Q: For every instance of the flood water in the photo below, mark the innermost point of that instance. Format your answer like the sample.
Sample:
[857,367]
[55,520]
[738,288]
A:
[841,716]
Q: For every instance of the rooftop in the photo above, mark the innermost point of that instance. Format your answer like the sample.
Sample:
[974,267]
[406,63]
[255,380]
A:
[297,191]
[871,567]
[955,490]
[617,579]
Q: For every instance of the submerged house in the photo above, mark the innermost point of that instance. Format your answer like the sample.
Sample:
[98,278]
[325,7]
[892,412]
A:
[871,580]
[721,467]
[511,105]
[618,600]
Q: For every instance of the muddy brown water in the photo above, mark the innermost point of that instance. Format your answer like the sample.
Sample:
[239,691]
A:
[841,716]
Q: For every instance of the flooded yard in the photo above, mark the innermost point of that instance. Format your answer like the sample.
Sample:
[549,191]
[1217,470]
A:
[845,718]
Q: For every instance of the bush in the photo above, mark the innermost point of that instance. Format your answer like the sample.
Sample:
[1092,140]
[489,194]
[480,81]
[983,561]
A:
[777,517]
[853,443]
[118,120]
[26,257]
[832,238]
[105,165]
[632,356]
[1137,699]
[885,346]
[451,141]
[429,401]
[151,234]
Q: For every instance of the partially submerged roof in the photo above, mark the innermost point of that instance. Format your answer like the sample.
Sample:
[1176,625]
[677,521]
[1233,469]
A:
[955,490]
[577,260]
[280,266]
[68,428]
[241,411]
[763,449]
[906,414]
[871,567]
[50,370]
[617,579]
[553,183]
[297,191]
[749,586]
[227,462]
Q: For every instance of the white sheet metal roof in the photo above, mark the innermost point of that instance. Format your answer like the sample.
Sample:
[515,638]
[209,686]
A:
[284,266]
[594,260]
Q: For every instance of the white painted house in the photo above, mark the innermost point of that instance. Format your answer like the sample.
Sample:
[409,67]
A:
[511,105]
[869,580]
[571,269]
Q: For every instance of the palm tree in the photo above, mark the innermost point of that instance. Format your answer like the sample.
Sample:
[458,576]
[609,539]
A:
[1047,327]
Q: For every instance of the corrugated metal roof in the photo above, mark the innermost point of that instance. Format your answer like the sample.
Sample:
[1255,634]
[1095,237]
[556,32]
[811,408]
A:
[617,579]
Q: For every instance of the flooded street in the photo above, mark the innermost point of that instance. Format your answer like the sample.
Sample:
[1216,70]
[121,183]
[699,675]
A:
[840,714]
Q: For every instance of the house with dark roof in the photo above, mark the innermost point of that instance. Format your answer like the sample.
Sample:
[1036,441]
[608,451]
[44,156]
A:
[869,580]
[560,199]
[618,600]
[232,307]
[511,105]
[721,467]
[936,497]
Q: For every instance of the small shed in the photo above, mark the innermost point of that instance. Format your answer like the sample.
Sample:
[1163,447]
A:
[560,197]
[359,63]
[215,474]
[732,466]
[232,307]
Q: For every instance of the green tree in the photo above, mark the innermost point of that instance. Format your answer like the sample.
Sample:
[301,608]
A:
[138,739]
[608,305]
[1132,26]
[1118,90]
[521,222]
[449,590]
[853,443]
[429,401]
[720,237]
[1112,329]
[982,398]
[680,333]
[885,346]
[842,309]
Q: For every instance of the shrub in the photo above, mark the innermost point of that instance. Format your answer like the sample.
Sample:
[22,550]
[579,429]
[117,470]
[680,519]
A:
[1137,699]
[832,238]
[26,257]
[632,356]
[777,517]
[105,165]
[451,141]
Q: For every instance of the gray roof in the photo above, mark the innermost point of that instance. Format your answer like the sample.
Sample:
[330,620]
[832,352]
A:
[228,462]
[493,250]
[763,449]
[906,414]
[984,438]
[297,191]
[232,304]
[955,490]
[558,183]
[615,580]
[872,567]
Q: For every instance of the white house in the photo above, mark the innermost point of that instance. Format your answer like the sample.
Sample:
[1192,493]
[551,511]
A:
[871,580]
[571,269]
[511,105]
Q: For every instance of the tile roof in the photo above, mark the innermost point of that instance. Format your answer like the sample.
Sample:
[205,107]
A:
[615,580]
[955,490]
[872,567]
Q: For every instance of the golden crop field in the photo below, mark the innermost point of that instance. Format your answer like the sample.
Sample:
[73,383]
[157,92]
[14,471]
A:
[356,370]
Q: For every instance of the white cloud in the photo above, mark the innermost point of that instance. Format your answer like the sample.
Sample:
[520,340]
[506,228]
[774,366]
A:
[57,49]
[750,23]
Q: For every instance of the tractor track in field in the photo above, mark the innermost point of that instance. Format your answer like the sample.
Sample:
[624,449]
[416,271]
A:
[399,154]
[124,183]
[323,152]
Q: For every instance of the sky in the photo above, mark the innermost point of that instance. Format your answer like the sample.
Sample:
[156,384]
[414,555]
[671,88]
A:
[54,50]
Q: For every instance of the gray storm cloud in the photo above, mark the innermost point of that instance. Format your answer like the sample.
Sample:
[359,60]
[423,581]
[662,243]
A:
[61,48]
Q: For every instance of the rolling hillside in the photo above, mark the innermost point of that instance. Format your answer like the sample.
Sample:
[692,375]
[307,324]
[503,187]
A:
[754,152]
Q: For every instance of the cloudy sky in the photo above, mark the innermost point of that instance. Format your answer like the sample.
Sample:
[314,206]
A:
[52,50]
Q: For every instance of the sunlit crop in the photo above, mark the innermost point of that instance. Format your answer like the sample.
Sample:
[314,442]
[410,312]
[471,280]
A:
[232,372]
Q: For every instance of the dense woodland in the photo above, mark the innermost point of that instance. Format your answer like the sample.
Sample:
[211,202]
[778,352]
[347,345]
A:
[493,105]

====================

Given task:
Can you turn all of the material above into a JSON list of strings, with one string per line and blank lines left out?

Exercise result:
[
  "Q: For every instance of the flood water in the photo below, mark the innermost point of that instance. Format your answer like the sample.",
  "Sample:",
  "[857,367]",
  "[55,520]",
  "[738,288]",
  "A:",
  "[841,716]",
  "Q: For every instance of the rooftop in the photo above, mark the innermost point of that instance. Format your answer like the sample.",
  "Sample:",
  "[974,267]",
  "[406,63]",
  "[255,380]",
  "A:",
  "[297,191]",
  "[871,567]",
  "[955,490]",
  "[617,579]",
  "Q: For every instance of the submerged house in the photo above, mark the innermost point of that instance. Format your answer like the sample.",
  "Sample:",
  "[98,278]",
  "[325,7]",
  "[892,412]",
  "A:",
  "[871,580]",
  "[721,467]",
  "[511,105]",
  "[618,600]",
  "Q: For every instance of the muddy brown water in the photo above, mark the innermost point of that instance. Format your answer like the sample.",
  "Sample:",
  "[239,691]",
  "A:",
  "[841,716]",
  "Q: For every instance of the flooded yard in the photo above, mark the innermost point of that instance. Format your answer like the sample.",
  "Sample:",
  "[549,191]",
  "[1217,470]",
  "A:",
  "[845,718]",
  "Q: For every instance of the bush in the photo above, mark the innermost point of that instance. Format your answer like the sample.",
  "Sample:",
  "[1092,140]",
  "[489,194]",
  "[480,81]",
  "[983,561]",
  "A:",
  "[777,517]",
  "[853,443]",
  "[118,120]",
  "[26,257]",
  "[832,238]",
  "[105,165]",
  "[632,356]",
  "[1137,699]",
  "[885,346]",
  "[451,141]",
  "[429,401]",
  "[151,234]",
  "Q: For every instance of the partially submerged roof in the photo above, mark the innermost point of that instance. Format your answer like the sample.",
  "Sample:",
  "[1176,625]",
  "[677,521]",
  "[1233,469]",
  "A:",
  "[955,490]",
  "[577,260]",
  "[280,266]",
  "[68,428]",
  "[241,411]",
  "[763,449]",
  "[906,414]",
  "[871,567]",
  "[50,370]",
  "[617,579]",
  "[553,183]",
  "[297,191]",
  "[749,586]",
  "[227,462]",
  "Q: For every instance of the white sheet metal roof in the photo above, mark the innermost point of that instance. Format your answer like the sample.",
  "Sample:",
  "[515,638]",
  "[209,686]",
  "A:",
  "[284,266]",
  "[594,260]",
  "Q: For every instance of the white painted house in the photo above, mark the innermost point of that instance. Format your answer like the sample.",
  "Sample:",
  "[409,67]",
  "A:",
  "[511,105]",
  "[869,580]",
  "[571,269]",
  "Q: For every instance of the palm tree in the photo above, mark the innermost point of that instance. Format your answer like the sample.",
  "Sample:",
  "[458,576]",
  "[609,539]",
  "A:",
  "[1047,327]",
  "Q: For every instance of the corrugated metal roof in the photo above, mark the innermost point of that instance. Format your answer like the sample.",
  "Sample:",
  "[1255,634]",
  "[1095,237]",
  "[556,32]",
  "[811,408]",
  "A:",
  "[617,579]",
  "Q: For every instance of the flooded street in the photo above, mark the innermost point of that instance. Format your answer like the sample.",
  "Sample:",
  "[1216,70]",
  "[121,183]",
  "[699,675]",
  "A:",
  "[840,714]",
  "Q: For every instance of the house with dark roof in the photo above, mark the innermost point of that instance. Format your answer like the sample.",
  "Sample:",
  "[1036,441]",
  "[608,451]",
  "[44,156]",
  "A:",
  "[869,580]",
  "[560,199]",
  "[618,600]",
  "[232,307]",
  "[511,105]",
  "[721,467]",
  "[936,497]",
  "Q: For every instance of the small shed in the photo above, mark the innermost point of that instance. Format your answer like the sample.",
  "Sample:",
  "[1163,447]",
  "A:",
  "[560,197]",
  "[359,63]",
  "[215,474]",
  "[732,466]",
  "[232,307]",
  "Q: For every instance of the green tree in the photo above, mark the innermost point of that instance. Format your answer like the sample.",
  "Sample:",
  "[301,608]",
  "A:",
  "[138,739]",
  "[608,305]",
  "[1132,26]",
  "[1118,90]",
  "[521,222]",
  "[449,590]",
  "[853,443]",
  "[429,401]",
  "[720,237]",
  "[1112,329]",
  "[982,398]",
  "[680,333]",
  "[885,346]",
  "[842,309]",
  "Q: For every instance of the shrub in the photo above, mark the innermost point of that instance. Format your answer like the sample.",
  "Sample:",
  "[22,550]",
  "[579,429]",
  "[117,470]",
  "[680,519]",
  "A:",
  "[1137,699]",
  "[832,238]",
  "[26,257]",
  "[632,356]",
  "[777,517]",
  "[105,165]",
  "[451,141]",
  "Q: For every instance of the gray roof in the photo above, mark the innermost point of that instance. Format your answer like the sample.",
  "Sample:",
  "[330,620]",
  "[832,352]",
  "A:",
  "[228,462]",
  "[493,250]",
  "[763,449]",
  "[906,414]",
  "[984,438]",
  "[297,191]",
  "[232,304]",
  "[955,490]",
  "[558,183]",
  "[615,580]",
  "[872,567]",
  "Q: For every instance of the white house in the photo above, mark the innermost point of that instance. Format your answer like the sample.",
  "Sample:",
  "[1192,493]",
  "[551,511]",
  "A:",
  "[871,580]",
  "[571,269]",
  "[511,105]",
  "Q: For every instance of the tile roof in the photo above, mark the innermost point of that instance. Format your answer like the sample.",
  "Sample:",
  "[205,107]",
  "A:",
  "[615,580]",
  "[955,490]",
  "[872,567]",
  "Q: For every instance of the golden crop field in the photo below, mark the innermost point of that instance. Format your answer like the sample.",
  "Sample:",
  "[73,383]",
  "[157,92]",
  "[14,471]",
  "A:",
  "[356,370]",
  "Q: For every instance of the white cloud in the photo above, mark the innermost point of that instance. Format your answer like the sample.",
  "Sample:",
  "[520,340]",
  "[506,228]",
  "[774,366]",
  "A:",
  "[57,49]",
  "[750,23]",
  "Q: For every instance of the tractor track in field in the photo above, mark the innermost point of that instance. Format your answer like the sample.",
  "Sample:",
  "[624,449]",
  "[416,271]",
  "A:",
  "[399,154]",
  "[124,183]",
  "[323,152]",
  "Q: For every instance of the sky in the photo above, mark the innermost point of that instance. Format your answer like the sample.",
  "Sample:",
  "[156,384]",
  "[414,555]",
  "[671,88]",
  "A:",
  "[54,50]",
  "Q: For every instance of the gray storm cloud in the photo above, mark the innermost point of that instance. Format your answer like the sample.",
  "Sample:",
  "[359,60]",
  "[423,581]",
  "[662,243]",
  "A:",
  "[61,48]",
  "Q: For every instance of the rolling hillside in the photo above, mark the innermost point of that instance. Format your answer like the sample.",
  "Sample:",
  "[692,375]",
  "[307,324]",
  "[503,187]",
  "A:",
  "[754,152]",
  "Q: For every instance of the cloudy sky in the photo above, mark the innermost point of that instance. Format your answer like the sample.",
  "Sample:",
  "[314,206]",
  "A:",
  "[52,50]",
  "Q: For every instance of the sunlit crop in the photo above, mark the innermost point of that instance. Format your answer like the sample.",
  "Sample:",
  "[314,442]",
  "[410,312]",
  "[471,280]",
  "A:",
  "[232,372]",
  "Q: For every instance of the dense woodland in the photo above, mark the innermost point of that instance. Format your answer like the sample.",
  "Sample:",
  "[211,202]",
  "[778,352]",
  "[347,345]",
  "A:",
  "[493,105]"
]